- Exercise requirements:
Please retype the forum post below about binning bacteria from Azolla metagenomic assemblies in full, word for word.

- Source document:
Dear all, I am a rookie in data analysis and stuck with my results dnt know how to interpret them.
I started with 7 metagenomic assemblies of different species of Azolla fern. The aim was to identify bacteria in leaf ecosytem of azolla different species. Out hypotheisis was, if there are similar bacteria which repeat within the azollas different species, they will cluster together when their genomes will be plotted in dendrogram or a tree.
The method used spades
to get assemblies, BWA
was used to do backmapping, samtools
for sorting, metabat
for binning and checkm for to see completeness and contamination of bins.
Then prokka
was used to annotate the genomes and uniport ids were obtained and table was made of all uniport id of all the bins. the table was changed to binary table and then used to create a dendrogram in R.
The dendrogram and then tree made by using dendrogram in fig tree. In the tree i observed that the bacteria are clustering according to the metagenomic sample or plant host not on the basis of their similar taxonomical name eg rhizobiales is clustering with burkholderiales of same metagenomic assembly but not with rhizobiales of other host plant assembly.
Im on the dead end how to intrepret these results and what can i deduce from it. and are there other ways to improve my approach? Can i compare similar taxonomical bins directly of different metagenomic assemblies any suggestions will be valuable.

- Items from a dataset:
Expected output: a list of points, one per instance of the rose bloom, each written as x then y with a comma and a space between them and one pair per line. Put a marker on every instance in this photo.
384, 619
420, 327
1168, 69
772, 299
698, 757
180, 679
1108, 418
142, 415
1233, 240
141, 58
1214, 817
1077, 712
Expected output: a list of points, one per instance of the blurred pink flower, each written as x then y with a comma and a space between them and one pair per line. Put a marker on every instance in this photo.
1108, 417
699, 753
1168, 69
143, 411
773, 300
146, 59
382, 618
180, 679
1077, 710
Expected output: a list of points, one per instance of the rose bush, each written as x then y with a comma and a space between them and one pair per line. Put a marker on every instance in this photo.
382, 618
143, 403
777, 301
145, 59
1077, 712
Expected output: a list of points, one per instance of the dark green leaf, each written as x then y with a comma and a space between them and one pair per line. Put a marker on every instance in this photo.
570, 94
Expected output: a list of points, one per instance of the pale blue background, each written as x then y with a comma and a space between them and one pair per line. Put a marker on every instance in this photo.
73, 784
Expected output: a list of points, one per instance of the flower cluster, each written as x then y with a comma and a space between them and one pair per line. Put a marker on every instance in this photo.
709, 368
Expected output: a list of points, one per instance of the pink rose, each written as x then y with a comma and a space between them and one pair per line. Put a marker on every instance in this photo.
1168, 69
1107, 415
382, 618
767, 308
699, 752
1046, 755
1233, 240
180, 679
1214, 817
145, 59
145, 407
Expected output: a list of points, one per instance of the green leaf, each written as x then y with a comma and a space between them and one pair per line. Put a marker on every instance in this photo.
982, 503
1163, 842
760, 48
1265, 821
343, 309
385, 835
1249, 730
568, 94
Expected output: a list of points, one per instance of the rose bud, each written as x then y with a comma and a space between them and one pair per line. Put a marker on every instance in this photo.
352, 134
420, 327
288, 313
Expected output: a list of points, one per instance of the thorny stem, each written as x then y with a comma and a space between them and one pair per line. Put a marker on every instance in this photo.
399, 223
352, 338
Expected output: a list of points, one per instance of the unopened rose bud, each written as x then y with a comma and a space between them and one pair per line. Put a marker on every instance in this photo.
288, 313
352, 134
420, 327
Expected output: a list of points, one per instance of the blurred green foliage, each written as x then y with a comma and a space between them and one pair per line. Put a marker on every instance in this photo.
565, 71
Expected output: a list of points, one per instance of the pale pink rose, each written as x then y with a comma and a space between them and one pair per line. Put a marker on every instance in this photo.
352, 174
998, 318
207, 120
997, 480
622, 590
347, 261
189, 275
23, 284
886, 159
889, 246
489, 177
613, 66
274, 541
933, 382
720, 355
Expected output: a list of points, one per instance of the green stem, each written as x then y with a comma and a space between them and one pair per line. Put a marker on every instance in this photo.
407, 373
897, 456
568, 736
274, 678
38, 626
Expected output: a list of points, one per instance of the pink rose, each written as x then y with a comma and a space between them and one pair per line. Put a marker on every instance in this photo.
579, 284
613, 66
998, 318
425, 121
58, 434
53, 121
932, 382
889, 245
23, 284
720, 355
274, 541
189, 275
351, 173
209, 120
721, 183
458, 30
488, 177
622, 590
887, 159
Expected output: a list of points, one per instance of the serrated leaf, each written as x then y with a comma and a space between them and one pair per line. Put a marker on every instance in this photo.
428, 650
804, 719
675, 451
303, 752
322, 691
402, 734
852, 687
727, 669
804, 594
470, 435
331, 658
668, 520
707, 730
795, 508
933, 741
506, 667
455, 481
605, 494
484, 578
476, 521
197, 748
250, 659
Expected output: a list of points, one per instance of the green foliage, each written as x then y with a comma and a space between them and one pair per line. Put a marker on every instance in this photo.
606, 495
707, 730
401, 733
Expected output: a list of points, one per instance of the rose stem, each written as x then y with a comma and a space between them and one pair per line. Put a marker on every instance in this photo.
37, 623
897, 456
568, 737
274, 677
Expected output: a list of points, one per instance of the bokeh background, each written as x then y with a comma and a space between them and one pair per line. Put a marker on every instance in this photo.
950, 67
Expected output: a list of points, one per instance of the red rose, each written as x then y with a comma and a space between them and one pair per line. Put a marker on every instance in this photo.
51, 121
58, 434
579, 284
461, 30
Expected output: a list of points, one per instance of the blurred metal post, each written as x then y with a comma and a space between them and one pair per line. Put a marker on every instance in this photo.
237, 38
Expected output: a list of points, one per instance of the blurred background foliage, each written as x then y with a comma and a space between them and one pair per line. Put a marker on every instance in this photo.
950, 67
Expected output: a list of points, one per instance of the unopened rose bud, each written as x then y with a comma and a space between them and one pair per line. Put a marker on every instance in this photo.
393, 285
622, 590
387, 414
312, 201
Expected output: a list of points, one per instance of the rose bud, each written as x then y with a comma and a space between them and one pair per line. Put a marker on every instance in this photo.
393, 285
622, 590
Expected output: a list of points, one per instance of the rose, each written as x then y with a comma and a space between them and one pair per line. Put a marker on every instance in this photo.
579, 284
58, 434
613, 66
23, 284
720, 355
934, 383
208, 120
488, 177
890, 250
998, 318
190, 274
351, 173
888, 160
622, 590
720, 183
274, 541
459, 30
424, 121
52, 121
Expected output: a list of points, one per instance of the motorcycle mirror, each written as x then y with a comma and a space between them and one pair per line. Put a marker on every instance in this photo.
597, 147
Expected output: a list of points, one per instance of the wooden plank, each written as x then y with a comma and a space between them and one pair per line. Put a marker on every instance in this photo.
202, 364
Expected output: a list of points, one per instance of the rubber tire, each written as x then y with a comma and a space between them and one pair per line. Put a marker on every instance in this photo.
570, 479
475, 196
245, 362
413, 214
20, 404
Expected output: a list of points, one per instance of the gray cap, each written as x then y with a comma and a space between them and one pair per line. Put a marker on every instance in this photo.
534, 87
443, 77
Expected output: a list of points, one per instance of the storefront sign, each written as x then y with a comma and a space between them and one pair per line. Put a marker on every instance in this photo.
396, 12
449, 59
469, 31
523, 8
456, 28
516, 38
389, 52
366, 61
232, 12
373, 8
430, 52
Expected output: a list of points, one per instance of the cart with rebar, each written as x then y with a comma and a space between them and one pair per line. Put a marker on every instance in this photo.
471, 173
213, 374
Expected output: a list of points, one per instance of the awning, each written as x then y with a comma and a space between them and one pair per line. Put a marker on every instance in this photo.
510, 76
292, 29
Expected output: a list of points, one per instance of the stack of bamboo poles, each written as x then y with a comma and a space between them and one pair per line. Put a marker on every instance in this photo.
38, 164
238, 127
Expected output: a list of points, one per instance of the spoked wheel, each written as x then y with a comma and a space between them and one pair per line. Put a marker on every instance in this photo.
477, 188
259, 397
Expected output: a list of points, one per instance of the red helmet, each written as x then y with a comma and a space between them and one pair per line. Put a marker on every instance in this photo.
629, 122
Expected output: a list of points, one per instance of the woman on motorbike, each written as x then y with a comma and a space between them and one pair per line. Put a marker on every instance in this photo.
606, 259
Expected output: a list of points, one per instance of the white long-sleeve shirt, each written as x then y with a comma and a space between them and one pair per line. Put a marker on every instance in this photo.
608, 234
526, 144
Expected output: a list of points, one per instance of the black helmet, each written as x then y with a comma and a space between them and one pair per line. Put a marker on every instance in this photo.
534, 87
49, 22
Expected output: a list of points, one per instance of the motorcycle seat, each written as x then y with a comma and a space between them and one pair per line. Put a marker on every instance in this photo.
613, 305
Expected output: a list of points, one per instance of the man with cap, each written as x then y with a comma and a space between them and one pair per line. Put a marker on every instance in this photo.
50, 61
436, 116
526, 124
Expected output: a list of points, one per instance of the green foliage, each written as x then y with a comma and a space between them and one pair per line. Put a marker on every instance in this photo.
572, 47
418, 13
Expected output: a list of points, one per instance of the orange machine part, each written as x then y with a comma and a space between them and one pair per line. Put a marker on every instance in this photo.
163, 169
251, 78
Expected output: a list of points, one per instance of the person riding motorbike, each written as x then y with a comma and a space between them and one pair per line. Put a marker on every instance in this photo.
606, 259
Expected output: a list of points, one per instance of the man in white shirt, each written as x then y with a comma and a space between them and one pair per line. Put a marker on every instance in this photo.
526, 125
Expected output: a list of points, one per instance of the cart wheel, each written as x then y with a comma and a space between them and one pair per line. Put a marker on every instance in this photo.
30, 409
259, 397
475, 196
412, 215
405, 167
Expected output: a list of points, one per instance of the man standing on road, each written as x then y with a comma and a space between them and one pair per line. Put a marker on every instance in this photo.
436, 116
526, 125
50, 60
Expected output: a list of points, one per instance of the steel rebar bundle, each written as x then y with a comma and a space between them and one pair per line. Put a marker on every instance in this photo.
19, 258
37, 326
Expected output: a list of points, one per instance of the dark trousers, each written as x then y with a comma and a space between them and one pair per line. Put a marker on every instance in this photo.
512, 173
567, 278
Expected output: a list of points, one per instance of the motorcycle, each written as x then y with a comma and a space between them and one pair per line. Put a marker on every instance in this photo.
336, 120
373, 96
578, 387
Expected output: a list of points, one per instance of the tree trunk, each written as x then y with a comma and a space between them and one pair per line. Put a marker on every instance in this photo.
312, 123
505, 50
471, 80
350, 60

- Answer to this exercise:
Dear all, I am a rookie in data analysis and stuck with my results dnt know how to interpret them.
I started with 7 metagenomic assemblies of different species of Azolla fern. The aim was to identify bacteria in leaf ecosytem of azolla different species. Out hypotheisis was, if there are similar bacteria which repeat within the azollas different species, they will cluster together when their genomes will be plotted in dendrogram or a tree.
The method used spades
to get assemblies, BWA
was used to do backmapping, samtools
for sorting, metabat
for binning and checkm for to see completeness and contamination of bins.
Then prokka
was used to annotate the genomes and uniport ids were obtained and table was made of all uniport id of all the bins. the table was changed to binary table and then used to create a dendrogram in R.
The dendrogram and then tree made by using dendrogram in fig tree. In the tree i observed that the bacteria are clustering according to the metagenomic sample or plant host not on the basis of their similar taxonomical name eg rhizobiales is clustering with burkholderiales of same metagenomic assembly but not with rhizobiales of other host plant assembly.
Im on the dead end how to intrepret these results and what can i deduce from it. and are there other ways to improve my approach? Can i compare similar taxonomical bins directly of different metagenomic assemblies any suggestions will be valuable.